Task. Retype each entry verbatim. Do not include the images.
+++++
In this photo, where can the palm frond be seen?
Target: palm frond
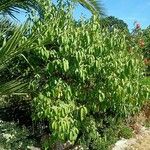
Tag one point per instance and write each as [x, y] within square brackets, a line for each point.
[8, 7]
[12, 47]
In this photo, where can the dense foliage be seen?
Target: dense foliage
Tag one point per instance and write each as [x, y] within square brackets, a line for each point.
[113, 22]
[81, 77]
[86, 73]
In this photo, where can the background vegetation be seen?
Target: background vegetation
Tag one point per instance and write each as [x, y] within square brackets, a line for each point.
[71, 84]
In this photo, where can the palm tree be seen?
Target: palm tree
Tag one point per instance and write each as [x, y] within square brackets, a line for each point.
[9, 48]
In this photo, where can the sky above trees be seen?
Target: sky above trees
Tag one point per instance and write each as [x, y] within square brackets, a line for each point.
[127, 10]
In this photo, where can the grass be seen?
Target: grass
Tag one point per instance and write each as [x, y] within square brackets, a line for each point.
[146, 81]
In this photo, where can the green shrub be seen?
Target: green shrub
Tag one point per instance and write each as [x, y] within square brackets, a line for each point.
[86, 73]
[13, 137]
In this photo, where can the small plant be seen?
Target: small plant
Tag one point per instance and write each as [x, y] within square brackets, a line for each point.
[13, 137]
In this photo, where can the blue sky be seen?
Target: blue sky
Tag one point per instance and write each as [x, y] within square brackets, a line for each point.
[127, 10]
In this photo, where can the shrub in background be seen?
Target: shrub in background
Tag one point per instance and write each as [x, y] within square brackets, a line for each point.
[87, 73]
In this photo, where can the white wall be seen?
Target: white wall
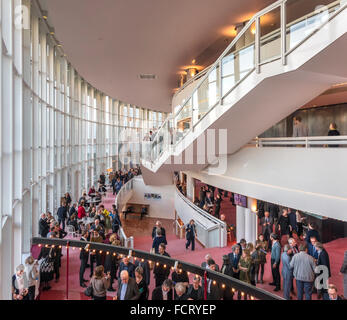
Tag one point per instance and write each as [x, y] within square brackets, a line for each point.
[164, 208]
[312, 180]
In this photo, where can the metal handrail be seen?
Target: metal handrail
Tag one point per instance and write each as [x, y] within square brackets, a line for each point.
[191, 80]
[306, 141]
[168, 261]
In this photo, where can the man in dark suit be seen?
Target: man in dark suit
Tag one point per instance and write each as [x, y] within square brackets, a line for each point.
[180, 289]
[127, 289]
[267, 223]
[213, 290]
[292, 222]
[146, 270]
[159, 227]
[234, 258]
[161, 272]
[73, 210]
[163, 292]
[242, 245]
[191, 234]
[206, 266]
[43, 226]
[116, 222]
[84, 256]
[127, 266]
[312, 232]
[323, 260]
[158, 240]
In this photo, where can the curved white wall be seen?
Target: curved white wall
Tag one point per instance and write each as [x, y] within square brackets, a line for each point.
+++++
Output of the exercise.
In this photo, where can the palm frond be seen?
Target: palm frond
Tag one point per instance and write each as [x, y] within square brackets, a line for each point.
[8, 7]
[12, 47]
In this photo, where can the dense foliage be seen?
Target: dense foliage
Tag one point per instance and write each as [x, y] within square brackets, a line for each point.
[113, 22]
[81, 77]
[86, 73]
In this photo, where can the background vegetation be seen?
Target: background vegetation
Tag one point per instance and write each as [x, y] within square brackets, a line for each point.
[71, 84]
In this photo, where can the palm tree be seen?
Target: palm tree
Tag one point per instance and write each as [x, y] within square brackets, a line for each point.
[9, 48]
In this photo, where can the sky above trees be seen?
Target: sky above trees
Tag one point per instance and write each as [x, y] within square brackets, a line for each point.
[127, 10]
In this photo, where can the grass be seen?
Target: grass
Tag one point per instance and write each as [x, y] within square brackets, a line for each point.
[146, 81]
In this photo, where can the green shrub be seen?
Target: green shrub
Tag one point per instance and write each as [x, y] within square brackets, a line for each point.
[86, 73]
[13, 137]
In this photo, where can the small plant be seen?
Target: small plant
Tag one point per instance and write each as [x, y] within square brackets, a line for each point.
[13, 137]
In this photo, where can the blue sky be seen?
Target: blue sky
Tag one point per instance and write each as [x, y] within square brackets, a line for each point.
[127, 10]
In this photo, where can the shrub in background be seen?
Target: shrub in background
Tag one point per instance and write each as [x, y] within square brackets, a line for each point.
[87, 73]
In this photo, where can the white wall be seen?
Target: white wall
Tag one point per instance and write each as [x, y] within square brackets, a line for each point.
[164, 208]
[312, 180]
In this photo, where can the metal handrail be seen?
Target: metal handrail
Tag one point per instance and write each as [x, y] within square brackets, a line for each point.
[191, 80]
[306, 141]
[168, 261]
In this photo, where can the man in dark suit be seen?
Target: man in dark suit
Tag one point per instance and write each as [x, y] within square brackets, a line for each point.
[180, 289]
[127, 289]
[267, 223]
[213, 290]
[292, 222]
[146, 270]
[159, 227]
[234, 258]
[161, 272]
[73, 210]
[163, 292]
[242, 245]
[191, 234]
[206, 266]
[43, 226]
[116, 222]
[84, 256]
[127, 266]
[312, 232]
[323, 260]
[158, 240]
In this photo, where can the curved white wall be seen?
Target: curved white wall
Tag one point per instance and write each as [x, y] within square brackets, a line for each point.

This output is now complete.